Data for review>
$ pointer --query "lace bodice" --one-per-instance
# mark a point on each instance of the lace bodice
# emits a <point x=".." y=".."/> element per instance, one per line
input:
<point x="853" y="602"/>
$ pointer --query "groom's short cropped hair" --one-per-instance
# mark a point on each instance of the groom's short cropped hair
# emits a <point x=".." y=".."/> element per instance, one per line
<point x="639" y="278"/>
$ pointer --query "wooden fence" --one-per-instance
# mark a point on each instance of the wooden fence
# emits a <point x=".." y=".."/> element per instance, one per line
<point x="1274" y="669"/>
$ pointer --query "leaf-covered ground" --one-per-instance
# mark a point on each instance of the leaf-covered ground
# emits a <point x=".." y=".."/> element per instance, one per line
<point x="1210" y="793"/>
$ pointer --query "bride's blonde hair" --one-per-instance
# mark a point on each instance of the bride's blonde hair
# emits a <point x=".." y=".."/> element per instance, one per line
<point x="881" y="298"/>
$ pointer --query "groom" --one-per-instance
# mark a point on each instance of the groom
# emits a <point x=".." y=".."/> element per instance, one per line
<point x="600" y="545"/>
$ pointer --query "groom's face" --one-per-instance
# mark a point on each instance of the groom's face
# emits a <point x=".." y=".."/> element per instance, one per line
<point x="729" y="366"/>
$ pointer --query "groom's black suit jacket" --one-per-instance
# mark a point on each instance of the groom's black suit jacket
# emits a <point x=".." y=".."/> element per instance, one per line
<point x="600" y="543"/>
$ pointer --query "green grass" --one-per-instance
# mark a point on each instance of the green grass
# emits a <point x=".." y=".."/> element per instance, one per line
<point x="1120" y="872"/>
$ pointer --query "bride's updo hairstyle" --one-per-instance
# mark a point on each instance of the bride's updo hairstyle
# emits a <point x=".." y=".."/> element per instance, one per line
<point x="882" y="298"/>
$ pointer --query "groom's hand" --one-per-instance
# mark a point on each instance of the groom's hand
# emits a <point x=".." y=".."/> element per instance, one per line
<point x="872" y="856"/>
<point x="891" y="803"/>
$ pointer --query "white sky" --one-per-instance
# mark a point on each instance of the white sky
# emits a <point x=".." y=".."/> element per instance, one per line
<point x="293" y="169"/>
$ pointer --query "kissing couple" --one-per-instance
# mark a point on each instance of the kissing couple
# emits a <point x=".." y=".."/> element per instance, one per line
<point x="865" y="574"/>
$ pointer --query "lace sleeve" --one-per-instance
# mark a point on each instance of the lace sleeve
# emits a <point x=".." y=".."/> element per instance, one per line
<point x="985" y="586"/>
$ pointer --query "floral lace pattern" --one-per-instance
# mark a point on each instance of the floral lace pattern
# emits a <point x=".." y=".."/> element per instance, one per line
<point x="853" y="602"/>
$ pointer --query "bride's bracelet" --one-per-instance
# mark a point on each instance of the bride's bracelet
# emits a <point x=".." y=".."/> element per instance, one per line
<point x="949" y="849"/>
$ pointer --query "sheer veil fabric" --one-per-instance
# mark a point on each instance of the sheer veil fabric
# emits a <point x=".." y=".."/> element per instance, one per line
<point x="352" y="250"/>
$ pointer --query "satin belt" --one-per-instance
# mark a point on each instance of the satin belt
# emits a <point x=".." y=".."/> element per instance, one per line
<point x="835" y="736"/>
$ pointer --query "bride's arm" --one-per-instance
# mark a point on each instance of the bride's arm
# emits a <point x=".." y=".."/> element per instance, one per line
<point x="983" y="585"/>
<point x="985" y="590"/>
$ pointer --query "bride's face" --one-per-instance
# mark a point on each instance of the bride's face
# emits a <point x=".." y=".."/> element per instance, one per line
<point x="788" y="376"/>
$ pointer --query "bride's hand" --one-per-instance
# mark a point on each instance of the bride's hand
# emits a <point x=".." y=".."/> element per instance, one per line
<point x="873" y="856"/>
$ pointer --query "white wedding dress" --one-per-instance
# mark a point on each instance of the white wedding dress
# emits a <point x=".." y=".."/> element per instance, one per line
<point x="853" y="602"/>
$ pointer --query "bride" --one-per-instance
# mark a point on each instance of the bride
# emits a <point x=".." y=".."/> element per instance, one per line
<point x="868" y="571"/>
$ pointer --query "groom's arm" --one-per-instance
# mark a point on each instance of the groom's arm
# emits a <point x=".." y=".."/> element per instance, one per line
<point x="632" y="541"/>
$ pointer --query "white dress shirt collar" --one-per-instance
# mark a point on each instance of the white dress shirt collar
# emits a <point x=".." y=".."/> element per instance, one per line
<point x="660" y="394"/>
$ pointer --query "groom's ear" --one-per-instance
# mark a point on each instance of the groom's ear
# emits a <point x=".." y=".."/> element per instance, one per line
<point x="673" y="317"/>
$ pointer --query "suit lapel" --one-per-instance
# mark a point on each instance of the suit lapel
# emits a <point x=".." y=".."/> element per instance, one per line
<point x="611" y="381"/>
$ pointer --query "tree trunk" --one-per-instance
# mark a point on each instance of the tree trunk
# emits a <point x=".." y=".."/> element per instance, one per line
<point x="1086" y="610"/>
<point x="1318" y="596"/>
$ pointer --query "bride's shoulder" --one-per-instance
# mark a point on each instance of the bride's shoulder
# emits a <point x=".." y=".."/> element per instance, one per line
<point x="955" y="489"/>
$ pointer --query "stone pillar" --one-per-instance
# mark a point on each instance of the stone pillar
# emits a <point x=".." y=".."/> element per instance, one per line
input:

Problem to solve> The answer must be every line of the records above that holds the word "hairstyle".

Output of the exercise>
$ pointer --query "bride's updo hairstyle" --one-per-instance
# mark a point on each instance of the bride's updo hairstyle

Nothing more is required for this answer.